*WHAT YOU WILL DO:*
Write out the lines from the line containing "Objective — one point per instance of the roadside" through the final line of the listing below, exactly, omitting every other line.

------ AVAILABLE DATA

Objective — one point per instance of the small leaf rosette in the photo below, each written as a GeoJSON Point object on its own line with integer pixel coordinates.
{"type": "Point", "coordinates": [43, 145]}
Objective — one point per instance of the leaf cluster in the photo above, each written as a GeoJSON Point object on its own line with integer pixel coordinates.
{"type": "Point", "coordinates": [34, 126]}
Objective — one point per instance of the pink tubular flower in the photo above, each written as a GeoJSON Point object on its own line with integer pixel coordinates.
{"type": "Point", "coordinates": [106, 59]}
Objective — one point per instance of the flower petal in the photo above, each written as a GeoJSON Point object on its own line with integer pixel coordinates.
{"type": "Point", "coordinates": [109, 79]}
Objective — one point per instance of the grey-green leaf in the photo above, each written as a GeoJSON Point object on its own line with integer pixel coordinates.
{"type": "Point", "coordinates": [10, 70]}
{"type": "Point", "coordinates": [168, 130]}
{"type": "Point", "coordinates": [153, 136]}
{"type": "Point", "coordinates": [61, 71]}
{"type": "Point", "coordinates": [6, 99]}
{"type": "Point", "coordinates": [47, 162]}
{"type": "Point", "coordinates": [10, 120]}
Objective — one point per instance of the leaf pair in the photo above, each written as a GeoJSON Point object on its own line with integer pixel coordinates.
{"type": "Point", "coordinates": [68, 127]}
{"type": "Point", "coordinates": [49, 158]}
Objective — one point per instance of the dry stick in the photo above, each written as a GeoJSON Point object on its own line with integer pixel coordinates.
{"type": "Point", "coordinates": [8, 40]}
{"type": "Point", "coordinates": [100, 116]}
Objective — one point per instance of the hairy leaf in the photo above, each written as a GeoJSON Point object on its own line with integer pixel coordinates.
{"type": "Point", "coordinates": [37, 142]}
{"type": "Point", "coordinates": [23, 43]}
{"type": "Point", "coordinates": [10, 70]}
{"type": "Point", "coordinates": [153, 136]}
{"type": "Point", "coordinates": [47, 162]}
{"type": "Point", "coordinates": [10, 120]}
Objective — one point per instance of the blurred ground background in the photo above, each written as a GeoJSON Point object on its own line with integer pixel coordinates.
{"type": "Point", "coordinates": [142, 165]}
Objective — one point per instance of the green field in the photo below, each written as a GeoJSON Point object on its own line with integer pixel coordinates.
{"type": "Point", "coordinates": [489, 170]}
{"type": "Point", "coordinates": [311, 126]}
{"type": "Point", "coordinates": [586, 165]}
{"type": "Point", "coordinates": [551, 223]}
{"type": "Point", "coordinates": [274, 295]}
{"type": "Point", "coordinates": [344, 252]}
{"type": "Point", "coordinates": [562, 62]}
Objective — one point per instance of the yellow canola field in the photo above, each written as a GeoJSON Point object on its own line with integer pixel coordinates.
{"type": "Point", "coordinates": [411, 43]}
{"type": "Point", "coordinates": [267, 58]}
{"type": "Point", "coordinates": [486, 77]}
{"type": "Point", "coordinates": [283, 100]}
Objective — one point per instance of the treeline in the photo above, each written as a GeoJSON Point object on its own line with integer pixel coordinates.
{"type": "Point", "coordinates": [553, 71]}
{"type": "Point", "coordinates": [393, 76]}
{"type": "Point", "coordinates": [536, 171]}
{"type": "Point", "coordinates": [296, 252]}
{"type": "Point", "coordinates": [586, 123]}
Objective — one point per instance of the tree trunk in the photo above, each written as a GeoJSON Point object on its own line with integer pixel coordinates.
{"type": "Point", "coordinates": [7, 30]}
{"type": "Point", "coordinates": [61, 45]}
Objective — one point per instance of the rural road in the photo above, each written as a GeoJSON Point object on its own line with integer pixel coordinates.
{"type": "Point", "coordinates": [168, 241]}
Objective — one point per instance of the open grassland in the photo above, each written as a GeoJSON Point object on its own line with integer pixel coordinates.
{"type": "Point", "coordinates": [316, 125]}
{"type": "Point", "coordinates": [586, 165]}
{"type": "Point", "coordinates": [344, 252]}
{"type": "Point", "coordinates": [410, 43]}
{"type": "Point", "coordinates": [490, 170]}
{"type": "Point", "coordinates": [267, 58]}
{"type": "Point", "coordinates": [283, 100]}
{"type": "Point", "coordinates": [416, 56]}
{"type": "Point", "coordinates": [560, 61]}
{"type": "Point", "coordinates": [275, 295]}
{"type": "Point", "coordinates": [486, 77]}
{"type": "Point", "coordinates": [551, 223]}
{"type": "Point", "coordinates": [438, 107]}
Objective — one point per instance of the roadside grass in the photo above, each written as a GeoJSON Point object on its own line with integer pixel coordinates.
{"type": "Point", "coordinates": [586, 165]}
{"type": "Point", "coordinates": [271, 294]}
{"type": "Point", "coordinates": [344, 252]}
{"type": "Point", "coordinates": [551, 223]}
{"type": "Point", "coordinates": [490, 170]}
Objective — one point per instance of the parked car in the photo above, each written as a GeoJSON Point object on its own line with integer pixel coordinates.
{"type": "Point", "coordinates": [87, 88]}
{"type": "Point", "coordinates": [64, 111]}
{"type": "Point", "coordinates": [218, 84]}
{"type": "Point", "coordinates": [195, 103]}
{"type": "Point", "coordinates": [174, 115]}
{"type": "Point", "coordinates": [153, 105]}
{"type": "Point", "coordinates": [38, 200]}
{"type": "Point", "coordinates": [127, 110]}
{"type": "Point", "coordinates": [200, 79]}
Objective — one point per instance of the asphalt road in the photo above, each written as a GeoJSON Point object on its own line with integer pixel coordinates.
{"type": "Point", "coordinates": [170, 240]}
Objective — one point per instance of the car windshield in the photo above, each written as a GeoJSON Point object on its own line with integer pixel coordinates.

------------

*SOLUTION TO THIS TASK:*
Objective — one point per instance of the roadside grass in the photo above, each written as a GeoJSON Point object on its own line with integer pixel coordinates.
{"type": "Point", "coordinates": [586, 165]}
{"type": "Point", "coordinates": [271, 294]}
{"type": "Point", "coordinates": [344, 252]}
{"type": "Point", "coordinates": [551, 223]}
{"type": "Point", "coordinates": [490, 170]}
Objective — one point per instance of the parked car in the photo above, each written as a GeoJSON Point object on its own line with integer pixel coordinates.
{"type": "Point", "coordinates": [87, 88]}
{"type": "Point", "coordinates": [64, 111]}
{"type": "Point", "coordinates": [218, 84]}
{"type": "Point", "coordinates": [195, 103]}
{"type": "Point", "coordinates": [174, 115]}
{"type": "Point", "coordinates": [153, 105]}
{"type": "Point", "coordinates": [38, 200]}
{"type": "Point", "coordinates": [127, 110]}
{"type": "Point", "coordinates": [200, 79]}
Objective — one point per instance of the asphalt road in the photo above, each written as a GeoJSON Point object on its own line with integer pixel coordinates.
{"type": "Point", "coordinates": [170, 240]}
Objective — one point per instance of the car windshield in the photo above, each written as a GeoJSON Point object on its own line with integer pixel coordinates.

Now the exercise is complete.